* Text excerpt
=== Begin Enclosure ===

Welcome to October’s look inside Marlborough-based commercial beekeeping business Pyramid Apiaries, where operations are already near full-noise still early in spring.

In September and October we pray for ‘good’ weather. Hoping for supportive weather conditions is nothing new for farmers of any variety and as beekeepers we all turn our eyes to the sky first thing in the morning during honey season. However, for many – Pyramid Apiaries included – the spring months are just as important. That’s because September and October are the alluringly titled “mating season”, and pollination season too (which is the trees’ kind of mating I suppose).

Another Pyramid over-wintered queen gets her bags packed, with a fresh yellow dot to signify her 2022/23 season’s age.

I spent September caging around 300 mated, over-wintered queens over three weekends for our beekeeping clients all around the motu, and replacing them with queen cells destined to follow similar travel itineraries as spring-mated queens in a month’s time. That is, if the weather plays ball. Like much of New Zealand, spring can be gusty in Marlborough. While we put everything within our powers in the virgin queen’s favour for a successful mating – such as mating-yard locations, ensuring the presence of mature drones before cells go out, and strong, healthy mating units – we still rely on warm enough weather to get both drones and virgins flying, and still enough conditions to get the female half of the equation home safely.

A consignment of caged queens gets a last drop of water before hitting the ‘road’.

=== End Enclosure ===

* Extracted entries
=== Begin Enclosure ===

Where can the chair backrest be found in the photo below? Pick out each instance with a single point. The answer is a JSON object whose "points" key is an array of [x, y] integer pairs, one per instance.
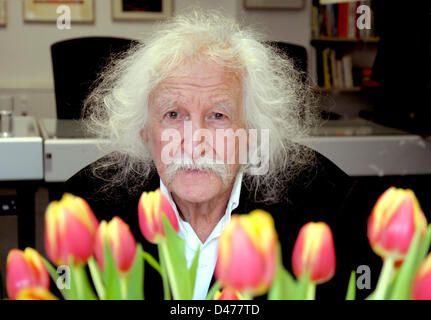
{"points": [[76, 64], [297, 53]]}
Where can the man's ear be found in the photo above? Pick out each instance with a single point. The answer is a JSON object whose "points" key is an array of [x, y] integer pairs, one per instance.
{"points": [[144, 134]]}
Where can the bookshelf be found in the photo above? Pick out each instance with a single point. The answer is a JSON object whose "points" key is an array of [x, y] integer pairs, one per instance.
{"points": [[342, 55]]}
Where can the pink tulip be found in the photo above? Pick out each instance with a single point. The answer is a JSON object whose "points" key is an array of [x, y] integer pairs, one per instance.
{"points": [[25, 269], [150, 209], [247, 253], [314, 253], [70, 230], [393, 221], [421, 288], [121, 242]]}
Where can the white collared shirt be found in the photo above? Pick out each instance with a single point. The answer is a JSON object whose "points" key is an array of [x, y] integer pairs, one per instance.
{"points": [[208, 250]]}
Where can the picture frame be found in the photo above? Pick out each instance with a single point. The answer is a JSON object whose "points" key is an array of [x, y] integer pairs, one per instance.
{"points": [[141, 10], [82, 11], [274, 4], [3, 13]]}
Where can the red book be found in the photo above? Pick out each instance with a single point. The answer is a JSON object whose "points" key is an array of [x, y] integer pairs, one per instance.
{"points": [[343, 19]]}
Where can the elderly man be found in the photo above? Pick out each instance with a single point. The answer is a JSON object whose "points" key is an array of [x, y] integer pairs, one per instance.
{"points": [[203, 79]]}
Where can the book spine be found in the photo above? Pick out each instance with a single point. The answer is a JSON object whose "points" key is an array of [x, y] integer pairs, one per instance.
{"points": [[326, 71], [343, 19]]}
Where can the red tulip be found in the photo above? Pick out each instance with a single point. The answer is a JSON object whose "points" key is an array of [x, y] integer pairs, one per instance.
{"points": [[151, 206], [70, 230], [393, 221], [35, 293], [421, 289], [121, 243], [227, 294], [314, 252], [25, 269], [247, 253]]}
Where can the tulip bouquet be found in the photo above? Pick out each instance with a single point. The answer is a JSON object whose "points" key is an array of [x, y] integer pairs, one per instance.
{"points": [[249, 260]]}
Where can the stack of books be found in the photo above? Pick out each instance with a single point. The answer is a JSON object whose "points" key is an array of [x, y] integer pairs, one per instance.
{"points": [[339, 20]]}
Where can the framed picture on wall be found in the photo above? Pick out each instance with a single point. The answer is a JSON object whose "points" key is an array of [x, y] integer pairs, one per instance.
{"points": [[141, 9], [3, 13], [46, 10], [274, 4]]}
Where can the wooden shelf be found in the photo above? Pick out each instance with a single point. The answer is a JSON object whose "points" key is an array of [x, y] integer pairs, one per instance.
{"points": [[352, 40]]}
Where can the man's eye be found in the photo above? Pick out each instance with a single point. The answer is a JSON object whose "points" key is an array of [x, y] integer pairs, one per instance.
{"points": [[219, 116], [172, 115]]}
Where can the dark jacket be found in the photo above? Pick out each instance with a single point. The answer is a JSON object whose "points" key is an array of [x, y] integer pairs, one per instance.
{"points": [[324, 193]]}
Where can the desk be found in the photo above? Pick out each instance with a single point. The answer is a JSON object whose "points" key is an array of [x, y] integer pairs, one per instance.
{"points": [[21, 168], [66, 149], [363, 148], [359, 147]]}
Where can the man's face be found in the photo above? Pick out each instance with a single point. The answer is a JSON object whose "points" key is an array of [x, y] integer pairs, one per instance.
{"points": [[201, 97]]}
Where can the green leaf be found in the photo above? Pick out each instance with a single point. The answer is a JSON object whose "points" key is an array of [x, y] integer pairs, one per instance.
{"points": [[151, 261], [164, 274], [284, 285], [135, 288], [110, 275], [417, 251], [423, 247], [54, 276], [173, 251], [351, 289], [216, 287], [302, 288], [96, 276]]}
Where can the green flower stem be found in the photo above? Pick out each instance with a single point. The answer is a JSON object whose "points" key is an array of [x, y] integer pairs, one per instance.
{"points": [[54, 276], [152, 262], [163, 271], [384, 279], [311, 291], [78, 280], [97, 278], [123, 286], [246, 295]]}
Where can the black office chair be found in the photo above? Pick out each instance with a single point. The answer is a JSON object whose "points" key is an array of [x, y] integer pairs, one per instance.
{"points": [[297, 53], [76, 64]]}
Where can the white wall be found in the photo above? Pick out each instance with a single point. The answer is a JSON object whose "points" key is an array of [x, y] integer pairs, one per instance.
{"points": [[25, 60]]}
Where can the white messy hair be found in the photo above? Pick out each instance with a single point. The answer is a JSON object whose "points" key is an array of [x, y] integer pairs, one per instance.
{"points": [[274, 97]]}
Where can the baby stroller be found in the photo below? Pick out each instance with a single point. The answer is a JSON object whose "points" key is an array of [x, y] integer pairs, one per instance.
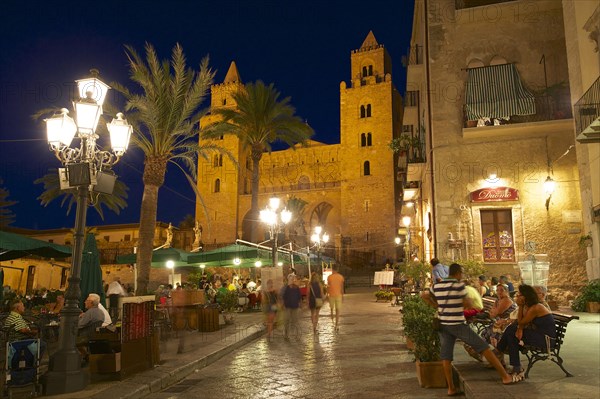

=== End Enclosure ===

* Instructions for the task
Copy the Pyramid Apiaries passage starting with "I spent September" and going on through "equation home safely.", switching "gusty" to "windy".

* Output for this task
I spent September caging around 300 mated, over-wintered queens over three weekends for our beekeeping clients all around the motu, and replacing them with queen cells destined to follow similar travel itineraries as spring-mated queens in a month’s time. That is, if the weather plays ball. Like much of New Zealand, spring can be windy in Marlborough. While we put everything within our powers in the virgin queen’s favour for a successful mating – such as mating-yard locations, ensuring the presence of mature drones before cells go out, and strong, healthy mating units – we still rely on warm enough weather to get both drones and virgins flying, and still enough conditions to get the female half of the equation home safely.